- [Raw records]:
########
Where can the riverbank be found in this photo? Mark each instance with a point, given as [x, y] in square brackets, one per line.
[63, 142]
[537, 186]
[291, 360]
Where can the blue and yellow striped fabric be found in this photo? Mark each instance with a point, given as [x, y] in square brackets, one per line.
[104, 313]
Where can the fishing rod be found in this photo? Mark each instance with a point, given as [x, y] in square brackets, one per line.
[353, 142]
########
- [WHAT YOU ARE ASKED TO DO]:
Lay out all the records above as a two-column CSV with the header row text,answer and one row per record. Put each field in double quotes and replace any line breaks with spaces.

- [RESULT FOR THIS TASK]:
text,answer
"Where can the riverbank be found in this photo? Mark each instance with a point, given as [x, y] in square brackets, one per line.","[63, 142] [537, 186] [291, 360]"
"Where can the blue and yellow striped fabric be found in this photo? Mark each instance with a point, given as [x, y] in square brackets, one per line.","[104, 313]"
"Where can the fishing rod be found in this photo? Mark each instance with a point, given as [x, y] in square brackets, one per line.","[353, 142]"